- Task instructions:
Could you output each line of the data that follows exactly?

- The data:

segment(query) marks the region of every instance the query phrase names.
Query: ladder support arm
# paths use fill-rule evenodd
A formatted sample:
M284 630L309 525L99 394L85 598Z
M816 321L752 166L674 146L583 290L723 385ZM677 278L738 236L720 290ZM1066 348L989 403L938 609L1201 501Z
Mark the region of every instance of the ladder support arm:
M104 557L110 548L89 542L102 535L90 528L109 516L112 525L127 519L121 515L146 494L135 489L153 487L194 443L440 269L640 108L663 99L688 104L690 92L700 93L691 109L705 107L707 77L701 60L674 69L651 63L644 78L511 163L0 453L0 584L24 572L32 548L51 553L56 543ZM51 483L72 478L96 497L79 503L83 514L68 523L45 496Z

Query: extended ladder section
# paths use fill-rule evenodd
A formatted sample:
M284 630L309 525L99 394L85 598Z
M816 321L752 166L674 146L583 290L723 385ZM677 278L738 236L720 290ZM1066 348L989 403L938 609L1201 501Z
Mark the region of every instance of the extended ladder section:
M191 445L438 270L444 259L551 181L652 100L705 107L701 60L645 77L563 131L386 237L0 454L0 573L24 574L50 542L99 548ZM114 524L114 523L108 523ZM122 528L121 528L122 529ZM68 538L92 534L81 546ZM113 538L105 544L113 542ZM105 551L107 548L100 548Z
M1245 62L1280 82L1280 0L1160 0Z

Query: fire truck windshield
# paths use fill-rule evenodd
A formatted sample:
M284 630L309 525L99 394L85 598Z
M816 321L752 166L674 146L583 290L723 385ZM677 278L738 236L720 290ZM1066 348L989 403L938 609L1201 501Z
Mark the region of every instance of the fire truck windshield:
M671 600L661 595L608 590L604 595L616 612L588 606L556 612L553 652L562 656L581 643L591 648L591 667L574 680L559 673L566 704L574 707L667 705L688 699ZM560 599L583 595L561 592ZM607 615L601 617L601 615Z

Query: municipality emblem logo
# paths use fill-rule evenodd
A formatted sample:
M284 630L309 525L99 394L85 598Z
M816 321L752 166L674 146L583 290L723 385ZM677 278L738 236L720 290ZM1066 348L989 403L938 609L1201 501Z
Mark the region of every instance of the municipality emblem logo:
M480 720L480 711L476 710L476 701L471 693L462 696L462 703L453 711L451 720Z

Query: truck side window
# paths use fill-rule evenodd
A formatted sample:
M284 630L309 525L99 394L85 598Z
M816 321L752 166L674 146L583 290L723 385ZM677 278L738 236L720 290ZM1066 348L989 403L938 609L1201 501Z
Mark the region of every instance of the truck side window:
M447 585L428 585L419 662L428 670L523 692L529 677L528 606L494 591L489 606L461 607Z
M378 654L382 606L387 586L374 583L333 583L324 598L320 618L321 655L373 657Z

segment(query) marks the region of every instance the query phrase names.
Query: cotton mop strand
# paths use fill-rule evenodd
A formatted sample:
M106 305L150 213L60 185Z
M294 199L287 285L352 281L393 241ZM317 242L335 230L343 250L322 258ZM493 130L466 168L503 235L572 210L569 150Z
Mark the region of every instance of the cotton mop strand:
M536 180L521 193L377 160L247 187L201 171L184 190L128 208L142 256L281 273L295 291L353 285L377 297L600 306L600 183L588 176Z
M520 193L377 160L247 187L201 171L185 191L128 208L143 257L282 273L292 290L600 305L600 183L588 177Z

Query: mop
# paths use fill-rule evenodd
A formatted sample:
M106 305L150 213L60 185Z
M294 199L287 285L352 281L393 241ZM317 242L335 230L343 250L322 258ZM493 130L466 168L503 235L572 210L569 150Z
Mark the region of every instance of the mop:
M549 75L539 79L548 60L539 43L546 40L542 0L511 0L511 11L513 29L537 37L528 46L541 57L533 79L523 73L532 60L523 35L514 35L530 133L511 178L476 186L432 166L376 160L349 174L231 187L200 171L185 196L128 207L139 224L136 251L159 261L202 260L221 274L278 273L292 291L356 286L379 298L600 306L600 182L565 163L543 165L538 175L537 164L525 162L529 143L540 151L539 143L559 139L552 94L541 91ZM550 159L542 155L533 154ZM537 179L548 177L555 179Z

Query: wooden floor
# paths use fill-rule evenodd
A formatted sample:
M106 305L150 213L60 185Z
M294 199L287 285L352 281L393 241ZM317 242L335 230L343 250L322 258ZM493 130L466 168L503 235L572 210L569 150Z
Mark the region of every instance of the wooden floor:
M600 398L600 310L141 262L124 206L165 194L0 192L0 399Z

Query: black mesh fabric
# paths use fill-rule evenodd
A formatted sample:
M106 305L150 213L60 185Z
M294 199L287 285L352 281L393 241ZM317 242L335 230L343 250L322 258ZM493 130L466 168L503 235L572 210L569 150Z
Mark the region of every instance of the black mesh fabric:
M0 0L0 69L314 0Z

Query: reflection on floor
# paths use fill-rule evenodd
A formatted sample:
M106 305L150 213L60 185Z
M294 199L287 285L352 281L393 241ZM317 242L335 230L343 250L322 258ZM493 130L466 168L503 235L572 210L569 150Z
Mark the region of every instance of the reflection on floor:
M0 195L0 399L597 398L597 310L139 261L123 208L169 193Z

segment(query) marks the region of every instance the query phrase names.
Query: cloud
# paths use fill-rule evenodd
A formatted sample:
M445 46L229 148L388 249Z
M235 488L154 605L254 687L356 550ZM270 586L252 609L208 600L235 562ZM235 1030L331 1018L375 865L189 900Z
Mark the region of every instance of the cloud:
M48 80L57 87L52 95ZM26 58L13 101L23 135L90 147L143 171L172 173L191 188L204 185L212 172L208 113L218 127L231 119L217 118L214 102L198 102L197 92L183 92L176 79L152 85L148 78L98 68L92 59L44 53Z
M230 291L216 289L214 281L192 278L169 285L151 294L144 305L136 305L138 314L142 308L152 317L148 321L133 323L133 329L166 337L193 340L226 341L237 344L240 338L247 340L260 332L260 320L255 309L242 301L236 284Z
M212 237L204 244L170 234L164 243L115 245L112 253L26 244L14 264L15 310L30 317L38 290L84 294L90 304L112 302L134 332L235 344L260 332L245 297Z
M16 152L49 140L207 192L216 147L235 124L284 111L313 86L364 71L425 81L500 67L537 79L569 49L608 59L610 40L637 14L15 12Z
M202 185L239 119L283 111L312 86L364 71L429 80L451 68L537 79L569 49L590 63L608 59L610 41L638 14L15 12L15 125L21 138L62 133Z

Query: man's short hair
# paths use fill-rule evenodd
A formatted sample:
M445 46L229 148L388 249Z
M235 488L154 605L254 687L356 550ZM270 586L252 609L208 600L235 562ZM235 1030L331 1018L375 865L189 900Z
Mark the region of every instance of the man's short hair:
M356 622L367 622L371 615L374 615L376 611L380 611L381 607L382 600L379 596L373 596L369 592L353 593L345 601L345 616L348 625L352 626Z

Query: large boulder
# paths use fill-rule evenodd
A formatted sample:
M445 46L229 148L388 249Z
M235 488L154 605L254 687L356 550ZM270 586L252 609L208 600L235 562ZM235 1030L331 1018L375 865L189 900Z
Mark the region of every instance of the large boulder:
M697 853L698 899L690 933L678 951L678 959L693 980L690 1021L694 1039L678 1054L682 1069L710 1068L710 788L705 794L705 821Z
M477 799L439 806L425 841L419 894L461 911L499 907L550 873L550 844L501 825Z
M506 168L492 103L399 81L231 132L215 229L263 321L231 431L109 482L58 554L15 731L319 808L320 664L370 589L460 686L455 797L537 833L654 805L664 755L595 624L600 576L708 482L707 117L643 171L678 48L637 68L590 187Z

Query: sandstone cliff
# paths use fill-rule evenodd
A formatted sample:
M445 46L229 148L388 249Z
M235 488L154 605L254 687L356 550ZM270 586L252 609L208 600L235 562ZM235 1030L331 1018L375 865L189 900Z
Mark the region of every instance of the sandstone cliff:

- Answer box:
segment(query) marks the region of every instance the query phrase names.
Query: ladder support arm
# paths use fill-rule evenodd
A formatted sample:
M284 630L309 525L99 394L85 598Z
M816 321L752 166L674 146L583 290L723 385ZM677 278L738 236L720 290ZM1066 348L989 403L938 609L1201 501Z
Mark the region of every instance of the ladder support arm:
M104 557L110 548L89 542L102 535L90 528L109 516L112 525L127 519L121 515L146 494L135 489L153 487L194 443L440 269L640 108L663 99L688 104L690 92L700 93L691 109L705 107L707 77L701 60L674 69L651 63L644 78L511 163L0 453L0 584L24 572L32 548L51 553L56 543ZM51 483L72 478L96 497L79 503L83 514L68 523L45 496Z

Query: extended ladder section
# paths use fill-rule evenodd
A formatted sample:
M284 630L309 525L99 394L85 598Z
M816 321L752 166L674 146L583 290L723 385ZM677 278L738 236L720 290ZM1066 348L989 403L938 609L1201 501Z
Mark the region of every instance of the extended ladder section:
M191 445L438 270L444 259L551 181L652 100L705 107L701 60L645 77L563 131L386 237L0 454L0 573L24 574L50 542L99 548ZM114 524L114 523L108 523ZM122 528L121 528L122 529ZM68 538L92 534L81 546ZM113 538L105 544L113 542ZM105 551L107 548L100 548Z
M1245 62L1280 82L1280 0L1160 0Z

Query: fire truck windshield
# paths use fill-rule evenodd
A formatted sample:
M284 630L309 525L99 394L85 598Z
M816 321L752 166L674 146L583 290L723 385ZM677 278L738 236L720 290ZM1066 348L989 403L938 609L1201 501Z
Mark the region of every instance of the fire truck windshield:
M671 600L661 595L608 590L604 595L616 612L588 606L556 612L553 652L562 656L581 643L591 648L591 667L574 680L559 673L566 704L574 707L667 705L688 699ZM560 599L583 595L561 592ZM607 615L601 617L601 615Z

Query: municipality emblem logo
# paths use fill-rule evenodd
A formatted sample:
M284 630L309 525L99 394L85 598Z
M816 321L752 166L674 146L583 290L723 385ZM677 278L738 236L720 290ZM1066 348L989 403L938 609L1201 501Z
Mark the region of every instance of the municipality emblem logo:
M480 720L480 711L476 710L476 701L471 693L462 696L462 703L453 711L451 720Z

Query: truck side window
# paths use fill-rule evenodd
A formatted sample:
M284 630L309 525L99 394L85 598Z
M816 321L752 166L674 146L583 290L723 385ZM677 278L738 236L720 290ZM1066 348L989 403L938 609L1201 501Z
Mark the region of every instance of the truck side window:
M447 585L428 585L419 662L428 670L523 692L529 677L528 606L494 591L489 606L461 607Z
M378 654L382 606L387 586L374 583L333 583L324 598L320 618L321 655L373 657Z

segment(query) marks the region of every instance the query phrase names.
Query: cotton mop strand
# paths use fill-rule evenodd
A formatted sample:
M106 305L150 213L60 185Z
M294 199L287 285L352 281L393 241ZM317 242L335 230L343 250L322 258ZM493 130L466 168L503 235L572 210L569 150Z
Mark the region of every instance of the cotton mop strand:
M536 180L521 193L377 160L247 187L201 171L184 190L128 208L142 256L281 273L295 291L353 285L377 297L600 306L600 183L588 176Z
M520 193L377 160L247 187L201 171L185 191L128 208L143 257L282 273L292 290L600 305L600 183L588 177Z

Query: mop
# paths use fill-rule evenodd
A formatted sample:
M106 305L150 213L60 185Z
M294 199L287 285L352 281L393 241ZM317 242L335 230L343 250L322 258ZM493 130L466 168L503 235L572 210L569 150Z
Mark the region of every instance of the mop:
M549 75L539 79L548 60L539 43L546 40L542 0L511 0L511 11L513 29L537 37L528 46L541 57L533 79L523 73L532 60L523 35L514 35L530 133L511 178L476 186L432 166L376 160L349 174L231 187L200 171L185 196L128 207L139 224L136 251L159 261L202 260L221 274L278 273L292 291L356 286L379 298L600 306L600 182L565 163L543 165L538 175L537 164L525 162L529 143L540 151L539 143L559 139L552 94L541 91ZM550 159L542 155L533 154ZM537 179L548 177L555 179Z

Query: wooden floor
# paths use fill-rule evenodd
A formatted sample:
M106 305L150 213L60 185Z
M294 199L287 285L352 281L393 241ZM317 242L335 230L343 250L322 258ZM493 130L466 168L503 235L572 210L569 150Z
Mark the region of every instance of the wooden floor:
M600 398L600 310L141 262L124 206L165 194L0 192L0 399Z

Query: black mesh fabric
# paths use fill-rule evenodd
A formatted sample:
M106 305L150 213L60 185Z
M294 199L287 285L352 281L393 241ZM317 242L335 230L343 250L322 258ZM493 130L466 168L503 235L572 210L569 150Z
Mark the region of every instance of the black mesh fabric:
M0 0L0 69L314 0Z

Query: reflection on floor
# paths use fill-rule evenodd
A formatted sample:
M106 305L150 213L60 185Z
M294 199L287 285L352 281L393 241ZM317 242L335 230L343 250L322 258ZM493 130L466 168L503 235L572 210L569 150Z
Mark the region of every instance of the reflection on floor:
M0 195L0 399L597 398L597 310L139 261L123 208L169 193Z

segment(query) marks the region of every instance the query phrase names.
Query: cloud
# paths use fill-rule evenodd
A formatted sample:
M445 46L229 148L388 249Z
M235 488L154 605L254 687L356 550ZM270 586L252 609L208 600L235 562ZM235 1030L331 1018L375 865L189 900Z
Mark the region of every instance of the cloud:
M48 80L57 87L52 95ZM26 58L13 101L23 135L90 147L143 171L172 173L191 188L204 185L212 172L208 113L218 127L231 119L217 118L214 102L198 102L197 92L183 92L176 79L152 85L148 78L98 68L92 59L44 53Z
M230 291L216 289L214 281L192 278L169 285L151 294L144 305L136 305L138 314L142 308L152 317L148 321L133 323L133 329L166 337L193 340L226 341L237 344L240 338L247 340L260 332L260 320L255 309L242 301L236 284Z
M212 237L204 244L170 234L164 243L115 245L112 253L26 244L14 264L15 310L30 317L38 290L84 294L90 304L112 302L134 332L235 344L260 332L245 297Z
M16 152L49 140L207 192L216 147L235 124L284 111L313 86L364 71L425 81L500 67L537 79L569 49L608 59L610 40L637 14L15 12Z
M202 185L239 119L283 111L312 86L364 71L429 80L451 68L537 79L569 49L590 63L608 59L610 41L638 14L15 12L15 125L21 138L62 133Z

Query: man's short hair
# paths use fill-rule evenodd
A formatted sample:
M445 46L229 148L388 249Z
M235 488L154 605L254 687L356 550ZM270 586L252 609L208 600L235 562ZM235 1030L331 1018L375 865L189 900Z
Mark the region of every instance of the man's short hair:
M356 622L367 622L371 615L374 615L376 611L380 611L381 607L382 600L379 596L373 596L369 592L353 593L345 601L345 616L348 625L352 626Z

Query: large boulder
# paths use fill-rule evenodd
A formatted sample:
M445 46L229 148L388 249Z
M235 488L154 605L254 687L356 550ZM270 586L252 609L208 600L235 562ZM235 1030L331 1018L375 865L189 900Z
Mark the region of every instance of the large boulder:
M697 853L698 899L690 933L678 951L678 959L693 980L690 1021L694 1039L678 1054L682 1069L710 1068L710 788L705 794L705 821Z
M477 799L439 806L425 841L419 894L461 911L499 907L550 873L550 844L501 825Z
M506 168L492 103L399 81L231 132L215 229L263 321L231 431L109 482L58 554L15 731L319 808L320 664L370 589L460 686L455 797L537 833L654 805L664 755L595 624L600 576L708 482L707 117L643 171L678 48L637 68L590 187Z

Query: sandstone cliff
# paths use fill-rule evenodd
A formatted sample:
M445 46L229 148L388 249Z
M235 488L154 605L254 687L356 550ZM270 586L252 609L208 600L235 562ZM235 1030L331 1018L375 865L189 900Z
Mark the region of every instance of the sandstone cliff:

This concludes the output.